[BEGIN Passage shown]

- Directed by: Colin Nutley
- Written by: Liza Marklund (novel) Colin Nutley (screenplay) Anna Fredriksson (screenplay) Johanna Hald (screenplay)
- Produced by: Maritha Norstedt
- Starring: Helena Bergström Niklas Hjulström Örjan Ramberg Reine Brynolfsson Pernilla August
- Release date: 24 October 2001;
- Running time: 128 minutes
- Country: Sweden
- Language: Swedish

= Deadline (2001 film) =

2001 Swedish thriller directed by Colin Nutley

Deadline is a 2001 Swedish thriller. It was released in the US as The Bomber which is a direct translation of its original Swedish title Sprängaren which is the same as the novel by Liza Marklund from which it was adapted. It stars Helena Bergström, Örjan Ramberg, Ewa Fröling and Pernilla August amongst others. The film was directed by Colin Nutley, who is also married to the lead actress Helena Bergström.

[END Passage shown]
[BEGIN Recorded data]

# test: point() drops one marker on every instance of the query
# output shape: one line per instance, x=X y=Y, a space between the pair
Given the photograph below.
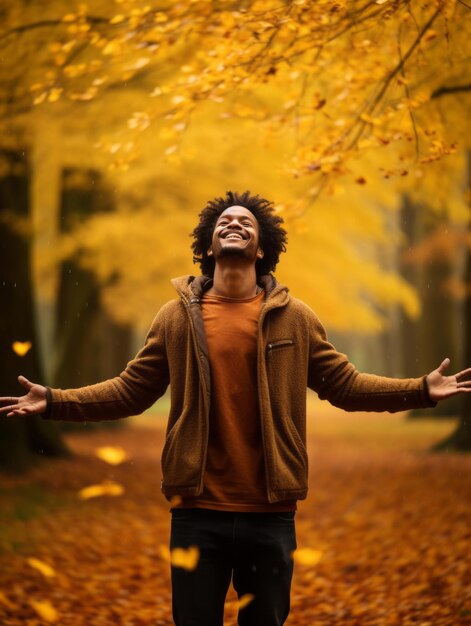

[END Recorded data]

#### Request A
Output the passage of the Deadline film entry between "- Produced by: Maritha" and "actress Helena Bergström.", inclusive, copied word for word.
#### Request B
According to the Deadline film entry, under what title was the film released in the US?
The material above has no role in what is asked here.

#### Complete output A
- Produced by: Maritha Norstedt
- Starring: Helena Bergström Niklas Hjulström Örjan Ramberg Reine Brynolfsson Pernilla August
- Release date: 24 October 2001;
- Running time: 128 minutes
- Country: Sweden
- Language: Swedish

= Deadline (2001 film) =

2001 Swedish thriller directed by Colin Nutley

Deadline is a 2001 Swedish thriller. It was released in the US as The Bomber which is a direct translation of its original Swedish title Sprängaren which is the same as the novel by Liza Marklund from which it was adapted. It stars Helena Bergström, Örjan Ramberg, Ewa Fröling and Pernilla August amongst others. The film was directed by Colin Nutley, who is also married to the lead actress Helena Bergström.

#### Complete output B
The Bomber